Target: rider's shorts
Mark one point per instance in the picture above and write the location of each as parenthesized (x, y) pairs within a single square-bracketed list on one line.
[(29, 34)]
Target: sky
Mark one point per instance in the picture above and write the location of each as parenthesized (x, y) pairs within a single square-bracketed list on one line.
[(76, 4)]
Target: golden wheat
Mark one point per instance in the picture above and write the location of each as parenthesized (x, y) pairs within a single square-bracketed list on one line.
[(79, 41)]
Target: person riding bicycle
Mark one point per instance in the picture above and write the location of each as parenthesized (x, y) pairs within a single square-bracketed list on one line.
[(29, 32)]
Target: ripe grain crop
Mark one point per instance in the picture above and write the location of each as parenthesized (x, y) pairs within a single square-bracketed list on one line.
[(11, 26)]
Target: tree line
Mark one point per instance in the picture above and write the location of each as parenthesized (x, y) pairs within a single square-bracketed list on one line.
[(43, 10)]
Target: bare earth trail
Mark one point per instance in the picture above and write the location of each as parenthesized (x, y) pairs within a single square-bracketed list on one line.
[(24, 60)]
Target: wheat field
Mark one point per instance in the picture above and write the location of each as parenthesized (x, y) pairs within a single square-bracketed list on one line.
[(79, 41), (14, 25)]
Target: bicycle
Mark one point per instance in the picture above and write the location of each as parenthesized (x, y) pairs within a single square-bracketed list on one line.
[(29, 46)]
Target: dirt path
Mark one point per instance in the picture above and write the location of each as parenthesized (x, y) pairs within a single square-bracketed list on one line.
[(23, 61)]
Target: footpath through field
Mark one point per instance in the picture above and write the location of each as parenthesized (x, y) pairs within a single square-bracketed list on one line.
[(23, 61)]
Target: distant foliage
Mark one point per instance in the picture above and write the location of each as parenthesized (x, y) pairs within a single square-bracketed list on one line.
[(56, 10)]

◇ ◇ ◇

* **GOAL OF THE EXERCISE**
An identical copy of the preceding records should be returned.

* **TASK ANSWER**
Target: rider's shorts
Mark one point per instance in the picture above and write the location of each as parenthesized (x, y) pairs within a single square-bracketed list on one line.
[(29, 34)]
Target: sky
Mark one point per instance in the picture above and write the location of each as parenthesized (x, y) pairs within a single square-bracketed list on one line.
[(76, 4)]
Target: golden wheat
Mark one point per instance in the picture above and write the location of each as parenthesized (x, y) pairs within a single square-bracketed list on one line.
[(79, 41)]
Target: person riding bicycle
Mark one point per instance in the picture above and write the location of each as parenthesized (x, y) pairs within a single square-bracketed list on one line.
[(29, 32)]
Target: ripe grain crop
Mark one point per instance in the picture above and write the location of each as parenthesized (x, y) pairs within a single square-bracketed list on one line.
[(11, 26)]
Target: tree line
Mark one point per instance in the picture above and write the location of each as parenthesized (x, y) pairs within a single square-bracketed list on one line.
[(43, 10)]
Target: bare earth trail
Mark one point per instance in the picture above and write the location of each as parenthesized (x, y) pairs within a single square-bracketed list on one line.
[(24, 60)]
Target: wheat field
Mark one point per instance in the picture above and write the location of each as parenthesized (x, y) pairs within a single square-bracketed list on one line.
[(79, 41), (14, 25)]
Target: bicycle
Mark one point per instance in the picture above and write the location of each as parenthesized (x, y) pairs within a single square-bracketed list on one line.
[(29, 46)]
Target: dirt path
Mark one point per instance in the picture above and write the location of each as parenthesized (x, y) pairs within a single square-bracketed list on one line.
[(23, 61)]
Target: footpath through field
Mark one point per instance in the picture above and write the location of each as parenthesized (x, y) pairs within a single square-bracketed list on one line.
[(23, 61)]
Target: distant foliage
Mark one point per instance in the picture above and write the location of each as parenthesized (x, y) pairs within a single square-bracketed list on one line.
[(56, 10)]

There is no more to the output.